NUSANEWS - Hadayang, salah seorang pengungsi korban gempa tsunami dan gempa bumi di Sulteng, tidak menduga pihak Rumah Sakit Umum Daerah (RSUD) Lasinrang, Kabupaten Pinrang, mengenakan biaya perawatan penyakit yang dideritanya akibat bencana alam pekan lalu.
“Disuruh bayar Rp1,7 juta oleh pihak rumah sakit,” ucap Tullah, kerabat korban, Sabtu (6/10/2018) malam.
Tullah mengungkapkan, kondisi Hadayang memang cukup parah sebelum ia diungsikan ke rumah kerabat di Kecamatan Mattiro Sompe, Kabupaten Pinrang.
Selain luka di sekucur tubuh, Hadayang juga menderita penyakit dalam.
Selama dua hari dalam perawatan sesekali lumpur keluar dari mulutnya dan tidak bisa diajak komunikasi.
Hadayang mengaku sempat terseret gelombang tsunami pada saat peristiwa itu.
“Kasihan, karena korban ini betul betul membutuhkan bantuan tapi malah di suruh bayar. Setahu kami ada keringanan dari pemerintah khusus korban bencana di Sulteng,” sesal Tullah.
Bahkan, kata Tullah, pihak rumah sakit tersebut juga tidak mengakomodir kartu sakti BPJS Kesehatan milik korban
“Kami terpaksa kami minta keluar. Untuk biaya medis dan rawat inapnya selama kita bayar,” katanya.
Kepada wartawan, pihak RSUD Lasinrang Pinrang mengakui adanya biaya yang harus dipenuhi oleh pasien korban bencana tersebut.
Diagnosa korban itu terindikasi penyakit dalam dan harus dirawat di ruang Eterna.
Namun Anti mengaku, pihaknya memang mengetahui jika yang bersangkutan itu memang korban gempa asal Palu dan menolak BPJS korban karena berdomisili Palu.
“Jadi pasien itu memang termasuk korban pengungsi asal Palu. BPJSnya kami tolak karena warga Palu. Perawat mendiagnosa korban ini sakit bukan karena dampak bencana alam makamya kami minta biaya perawatan,” kata Anti, Bagian Humas RSUD Pinrang.
Namun Anti mengaku pihaknya akan menyampaikan hal itu ke Direktur RSUD untuk mencari solusi.

* _ENTRI DATA_:
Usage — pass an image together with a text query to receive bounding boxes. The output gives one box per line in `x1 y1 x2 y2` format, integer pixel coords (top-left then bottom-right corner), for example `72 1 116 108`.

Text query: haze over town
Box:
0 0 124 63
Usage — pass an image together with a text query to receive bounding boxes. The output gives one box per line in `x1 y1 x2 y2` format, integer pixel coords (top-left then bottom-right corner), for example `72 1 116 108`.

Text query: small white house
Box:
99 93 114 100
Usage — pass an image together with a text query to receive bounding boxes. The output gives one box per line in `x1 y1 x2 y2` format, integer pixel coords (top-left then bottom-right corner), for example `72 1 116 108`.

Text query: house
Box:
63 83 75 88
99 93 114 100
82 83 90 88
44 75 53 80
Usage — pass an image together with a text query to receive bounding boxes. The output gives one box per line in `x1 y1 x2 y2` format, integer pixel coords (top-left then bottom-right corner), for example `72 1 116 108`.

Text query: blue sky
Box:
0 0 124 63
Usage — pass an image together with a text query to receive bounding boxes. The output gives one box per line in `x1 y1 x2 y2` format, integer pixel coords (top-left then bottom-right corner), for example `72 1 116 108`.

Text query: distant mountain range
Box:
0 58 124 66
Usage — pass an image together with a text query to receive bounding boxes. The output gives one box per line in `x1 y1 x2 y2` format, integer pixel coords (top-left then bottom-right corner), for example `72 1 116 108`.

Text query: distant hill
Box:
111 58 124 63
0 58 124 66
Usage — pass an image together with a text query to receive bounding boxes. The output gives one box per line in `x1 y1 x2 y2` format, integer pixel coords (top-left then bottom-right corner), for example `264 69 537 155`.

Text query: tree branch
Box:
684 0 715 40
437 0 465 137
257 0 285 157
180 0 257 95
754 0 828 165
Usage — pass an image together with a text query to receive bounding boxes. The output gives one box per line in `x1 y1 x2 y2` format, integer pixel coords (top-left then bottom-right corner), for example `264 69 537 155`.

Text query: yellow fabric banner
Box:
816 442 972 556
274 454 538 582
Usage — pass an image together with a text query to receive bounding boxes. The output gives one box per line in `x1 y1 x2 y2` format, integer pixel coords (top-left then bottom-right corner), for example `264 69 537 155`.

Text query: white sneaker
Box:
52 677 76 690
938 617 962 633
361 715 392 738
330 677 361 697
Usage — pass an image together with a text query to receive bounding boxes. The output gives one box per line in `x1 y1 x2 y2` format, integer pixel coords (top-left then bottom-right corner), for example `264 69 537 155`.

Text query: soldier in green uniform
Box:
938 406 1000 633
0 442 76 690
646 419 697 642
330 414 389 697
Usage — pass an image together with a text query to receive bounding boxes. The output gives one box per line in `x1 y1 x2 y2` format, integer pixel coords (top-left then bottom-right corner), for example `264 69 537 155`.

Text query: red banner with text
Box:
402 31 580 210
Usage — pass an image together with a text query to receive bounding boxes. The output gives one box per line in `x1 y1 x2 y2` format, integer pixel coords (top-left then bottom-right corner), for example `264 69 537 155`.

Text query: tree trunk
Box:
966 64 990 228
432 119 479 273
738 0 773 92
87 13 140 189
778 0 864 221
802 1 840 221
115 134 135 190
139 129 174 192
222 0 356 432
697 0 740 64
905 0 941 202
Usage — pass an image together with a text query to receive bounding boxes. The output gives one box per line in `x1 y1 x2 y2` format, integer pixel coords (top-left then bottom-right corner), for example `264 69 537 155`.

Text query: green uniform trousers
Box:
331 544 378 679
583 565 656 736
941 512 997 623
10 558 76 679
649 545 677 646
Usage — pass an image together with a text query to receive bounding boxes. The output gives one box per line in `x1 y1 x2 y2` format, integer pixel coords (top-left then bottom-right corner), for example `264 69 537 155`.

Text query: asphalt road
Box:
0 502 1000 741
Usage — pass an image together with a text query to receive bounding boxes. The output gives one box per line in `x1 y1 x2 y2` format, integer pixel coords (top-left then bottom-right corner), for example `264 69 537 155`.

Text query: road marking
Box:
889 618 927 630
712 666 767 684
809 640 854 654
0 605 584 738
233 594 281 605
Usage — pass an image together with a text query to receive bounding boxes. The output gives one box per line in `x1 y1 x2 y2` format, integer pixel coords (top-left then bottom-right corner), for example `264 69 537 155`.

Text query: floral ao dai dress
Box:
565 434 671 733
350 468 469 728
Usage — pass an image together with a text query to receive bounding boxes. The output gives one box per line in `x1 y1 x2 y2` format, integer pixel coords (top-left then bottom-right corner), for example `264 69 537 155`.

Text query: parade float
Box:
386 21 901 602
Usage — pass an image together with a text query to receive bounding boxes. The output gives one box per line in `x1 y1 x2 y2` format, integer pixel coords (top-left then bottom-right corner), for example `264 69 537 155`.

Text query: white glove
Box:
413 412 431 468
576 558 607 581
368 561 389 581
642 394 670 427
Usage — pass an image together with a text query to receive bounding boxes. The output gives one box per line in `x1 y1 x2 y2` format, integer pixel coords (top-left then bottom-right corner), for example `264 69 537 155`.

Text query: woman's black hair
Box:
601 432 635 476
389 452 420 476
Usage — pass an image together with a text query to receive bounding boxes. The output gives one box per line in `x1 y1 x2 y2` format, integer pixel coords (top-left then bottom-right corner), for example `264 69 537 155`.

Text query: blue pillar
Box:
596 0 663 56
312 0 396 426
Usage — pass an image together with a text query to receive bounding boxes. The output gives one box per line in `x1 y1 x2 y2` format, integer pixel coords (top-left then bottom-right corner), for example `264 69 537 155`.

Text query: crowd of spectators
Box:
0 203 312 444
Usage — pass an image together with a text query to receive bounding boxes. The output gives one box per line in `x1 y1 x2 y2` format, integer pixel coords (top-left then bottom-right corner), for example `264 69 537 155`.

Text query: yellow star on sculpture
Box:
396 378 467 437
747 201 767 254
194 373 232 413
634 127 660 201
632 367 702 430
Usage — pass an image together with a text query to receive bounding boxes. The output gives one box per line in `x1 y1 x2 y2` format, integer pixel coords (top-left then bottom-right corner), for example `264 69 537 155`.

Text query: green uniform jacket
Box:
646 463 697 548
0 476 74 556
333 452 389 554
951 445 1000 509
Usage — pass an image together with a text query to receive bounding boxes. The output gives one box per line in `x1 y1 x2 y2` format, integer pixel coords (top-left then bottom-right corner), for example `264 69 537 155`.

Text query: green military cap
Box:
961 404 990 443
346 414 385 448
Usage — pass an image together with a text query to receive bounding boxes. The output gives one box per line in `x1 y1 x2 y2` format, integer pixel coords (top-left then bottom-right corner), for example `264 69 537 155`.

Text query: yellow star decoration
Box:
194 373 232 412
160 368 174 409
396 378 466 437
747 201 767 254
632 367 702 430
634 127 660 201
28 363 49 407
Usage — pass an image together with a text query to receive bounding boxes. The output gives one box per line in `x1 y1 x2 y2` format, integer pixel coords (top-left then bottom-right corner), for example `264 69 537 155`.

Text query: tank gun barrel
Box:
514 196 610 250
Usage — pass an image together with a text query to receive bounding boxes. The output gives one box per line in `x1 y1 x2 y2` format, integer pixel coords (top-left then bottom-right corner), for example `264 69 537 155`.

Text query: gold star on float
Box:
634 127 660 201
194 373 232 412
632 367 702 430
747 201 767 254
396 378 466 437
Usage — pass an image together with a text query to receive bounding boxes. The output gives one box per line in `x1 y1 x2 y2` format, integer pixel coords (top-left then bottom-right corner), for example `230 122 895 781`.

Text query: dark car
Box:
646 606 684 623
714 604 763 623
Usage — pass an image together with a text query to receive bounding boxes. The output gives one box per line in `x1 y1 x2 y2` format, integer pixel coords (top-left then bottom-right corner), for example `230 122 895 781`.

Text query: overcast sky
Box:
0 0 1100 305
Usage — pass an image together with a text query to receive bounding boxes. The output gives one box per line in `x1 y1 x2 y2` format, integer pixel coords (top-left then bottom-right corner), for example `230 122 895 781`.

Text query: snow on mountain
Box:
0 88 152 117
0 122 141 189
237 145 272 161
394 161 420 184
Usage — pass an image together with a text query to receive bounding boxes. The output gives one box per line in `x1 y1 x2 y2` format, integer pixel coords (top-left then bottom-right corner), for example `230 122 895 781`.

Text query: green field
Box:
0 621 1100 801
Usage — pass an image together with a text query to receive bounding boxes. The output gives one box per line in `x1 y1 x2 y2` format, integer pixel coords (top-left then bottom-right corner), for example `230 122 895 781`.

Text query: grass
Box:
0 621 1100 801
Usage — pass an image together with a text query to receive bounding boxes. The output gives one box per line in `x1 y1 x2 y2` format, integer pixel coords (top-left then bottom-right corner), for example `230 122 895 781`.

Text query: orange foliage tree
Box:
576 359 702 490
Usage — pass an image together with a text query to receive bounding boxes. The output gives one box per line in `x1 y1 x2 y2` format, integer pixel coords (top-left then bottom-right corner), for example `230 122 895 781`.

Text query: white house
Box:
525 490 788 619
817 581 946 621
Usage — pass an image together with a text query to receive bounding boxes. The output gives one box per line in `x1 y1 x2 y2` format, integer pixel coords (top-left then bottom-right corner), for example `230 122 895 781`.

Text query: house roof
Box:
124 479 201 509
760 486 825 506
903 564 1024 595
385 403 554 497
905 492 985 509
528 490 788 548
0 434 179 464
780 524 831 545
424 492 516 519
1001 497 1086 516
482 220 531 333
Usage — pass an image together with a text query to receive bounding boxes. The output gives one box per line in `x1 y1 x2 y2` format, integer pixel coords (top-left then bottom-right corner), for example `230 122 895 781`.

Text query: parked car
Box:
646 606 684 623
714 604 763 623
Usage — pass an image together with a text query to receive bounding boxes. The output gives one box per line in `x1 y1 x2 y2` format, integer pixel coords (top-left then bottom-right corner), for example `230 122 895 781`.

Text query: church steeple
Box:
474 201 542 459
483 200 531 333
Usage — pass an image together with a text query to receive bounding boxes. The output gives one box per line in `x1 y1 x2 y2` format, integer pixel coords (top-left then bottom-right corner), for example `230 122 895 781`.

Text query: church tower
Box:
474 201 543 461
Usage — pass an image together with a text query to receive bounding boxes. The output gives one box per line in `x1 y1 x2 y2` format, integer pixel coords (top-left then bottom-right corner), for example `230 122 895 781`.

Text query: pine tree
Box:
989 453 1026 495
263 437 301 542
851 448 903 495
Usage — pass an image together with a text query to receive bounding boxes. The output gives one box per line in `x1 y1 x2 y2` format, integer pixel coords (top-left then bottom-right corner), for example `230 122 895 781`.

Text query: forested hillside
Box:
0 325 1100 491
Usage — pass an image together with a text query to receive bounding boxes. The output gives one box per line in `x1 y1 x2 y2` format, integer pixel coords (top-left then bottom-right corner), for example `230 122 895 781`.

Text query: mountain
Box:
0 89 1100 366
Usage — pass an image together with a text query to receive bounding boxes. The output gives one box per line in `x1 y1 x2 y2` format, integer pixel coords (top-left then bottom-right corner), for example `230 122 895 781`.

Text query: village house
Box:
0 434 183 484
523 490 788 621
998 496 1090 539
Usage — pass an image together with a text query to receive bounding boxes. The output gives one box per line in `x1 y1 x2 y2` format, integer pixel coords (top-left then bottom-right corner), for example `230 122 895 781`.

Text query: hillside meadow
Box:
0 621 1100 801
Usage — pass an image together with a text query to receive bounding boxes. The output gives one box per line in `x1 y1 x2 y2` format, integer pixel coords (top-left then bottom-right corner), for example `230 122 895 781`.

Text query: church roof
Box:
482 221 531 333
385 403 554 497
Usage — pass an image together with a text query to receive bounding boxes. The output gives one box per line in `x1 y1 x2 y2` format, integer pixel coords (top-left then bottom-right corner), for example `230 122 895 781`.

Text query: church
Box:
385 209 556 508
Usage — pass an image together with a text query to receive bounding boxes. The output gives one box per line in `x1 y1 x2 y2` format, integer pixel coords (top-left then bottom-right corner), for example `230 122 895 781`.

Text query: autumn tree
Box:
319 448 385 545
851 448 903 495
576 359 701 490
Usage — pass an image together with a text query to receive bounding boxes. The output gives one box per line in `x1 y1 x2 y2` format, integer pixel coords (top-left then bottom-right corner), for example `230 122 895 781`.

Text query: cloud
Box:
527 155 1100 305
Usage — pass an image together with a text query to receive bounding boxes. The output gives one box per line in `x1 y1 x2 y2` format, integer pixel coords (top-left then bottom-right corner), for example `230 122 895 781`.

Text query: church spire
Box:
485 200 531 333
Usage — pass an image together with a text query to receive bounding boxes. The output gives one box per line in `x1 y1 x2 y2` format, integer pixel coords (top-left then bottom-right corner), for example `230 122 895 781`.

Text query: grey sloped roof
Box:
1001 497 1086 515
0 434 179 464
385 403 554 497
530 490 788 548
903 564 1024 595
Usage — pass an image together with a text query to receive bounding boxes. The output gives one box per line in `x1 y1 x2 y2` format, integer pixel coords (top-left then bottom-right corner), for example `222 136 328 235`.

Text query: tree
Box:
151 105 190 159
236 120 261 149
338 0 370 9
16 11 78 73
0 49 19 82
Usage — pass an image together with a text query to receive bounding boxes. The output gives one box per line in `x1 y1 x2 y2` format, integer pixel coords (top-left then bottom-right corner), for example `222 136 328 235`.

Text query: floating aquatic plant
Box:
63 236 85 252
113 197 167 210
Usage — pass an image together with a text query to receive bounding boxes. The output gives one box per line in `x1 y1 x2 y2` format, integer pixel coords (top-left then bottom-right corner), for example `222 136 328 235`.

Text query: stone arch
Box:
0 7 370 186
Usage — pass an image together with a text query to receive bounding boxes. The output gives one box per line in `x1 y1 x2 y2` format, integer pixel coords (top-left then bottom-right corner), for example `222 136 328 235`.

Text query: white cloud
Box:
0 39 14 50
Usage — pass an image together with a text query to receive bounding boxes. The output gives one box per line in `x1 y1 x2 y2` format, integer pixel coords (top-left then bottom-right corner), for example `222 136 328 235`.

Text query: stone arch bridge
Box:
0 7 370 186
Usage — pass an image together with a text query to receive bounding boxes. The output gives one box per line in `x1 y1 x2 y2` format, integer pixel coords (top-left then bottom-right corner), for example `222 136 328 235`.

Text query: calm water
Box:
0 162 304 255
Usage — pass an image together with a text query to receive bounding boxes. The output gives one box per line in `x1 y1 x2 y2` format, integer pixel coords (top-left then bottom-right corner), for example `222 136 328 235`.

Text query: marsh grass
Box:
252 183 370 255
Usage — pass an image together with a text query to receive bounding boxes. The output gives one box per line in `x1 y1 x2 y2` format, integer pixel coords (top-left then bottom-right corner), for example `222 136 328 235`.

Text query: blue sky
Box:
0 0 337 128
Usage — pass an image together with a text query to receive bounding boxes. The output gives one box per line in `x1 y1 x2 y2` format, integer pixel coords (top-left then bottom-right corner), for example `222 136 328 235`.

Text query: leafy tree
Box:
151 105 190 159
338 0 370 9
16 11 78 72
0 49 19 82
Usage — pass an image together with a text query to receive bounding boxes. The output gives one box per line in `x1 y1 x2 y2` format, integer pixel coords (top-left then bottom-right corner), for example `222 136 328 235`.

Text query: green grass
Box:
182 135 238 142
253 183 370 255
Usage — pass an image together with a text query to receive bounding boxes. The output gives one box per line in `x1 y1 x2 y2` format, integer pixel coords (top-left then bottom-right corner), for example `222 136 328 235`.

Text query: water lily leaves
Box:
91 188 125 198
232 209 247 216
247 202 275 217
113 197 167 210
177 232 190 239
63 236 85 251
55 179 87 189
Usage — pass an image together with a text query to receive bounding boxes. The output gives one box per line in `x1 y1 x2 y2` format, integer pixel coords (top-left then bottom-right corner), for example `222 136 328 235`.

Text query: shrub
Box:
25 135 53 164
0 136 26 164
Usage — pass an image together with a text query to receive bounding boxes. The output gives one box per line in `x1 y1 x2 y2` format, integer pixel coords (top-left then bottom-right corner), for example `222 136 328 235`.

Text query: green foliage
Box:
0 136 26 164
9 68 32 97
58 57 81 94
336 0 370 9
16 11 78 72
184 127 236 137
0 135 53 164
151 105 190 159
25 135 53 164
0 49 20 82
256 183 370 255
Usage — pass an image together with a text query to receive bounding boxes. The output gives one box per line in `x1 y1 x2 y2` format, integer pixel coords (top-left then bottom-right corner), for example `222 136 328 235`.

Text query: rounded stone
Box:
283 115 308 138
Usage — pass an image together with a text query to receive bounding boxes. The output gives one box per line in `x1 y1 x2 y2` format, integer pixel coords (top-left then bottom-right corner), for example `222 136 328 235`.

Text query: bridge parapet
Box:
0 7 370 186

* _TUGAS ANDA_:
Jawab pertanyaan berikut berdasarkan berita tentang pengungsi gempa Sulteng di RSUD Lasinrang.
1. Berapa biaya yang diminta pihak rumah sakit kepada Hadayang?
2. Di kecamatan mana Hadayang diungsikan ke rumah kerabat?
3. Menurut Anti, apa alasan pihak rumah sakit menolak BPJS korban?

* _JAWABAN SOAL_:
1. Rp1,7 juta.
2. Kecamatan Mattiro Sompe, Kabupaten Pinrang.
3. Korban adalah warga Palu.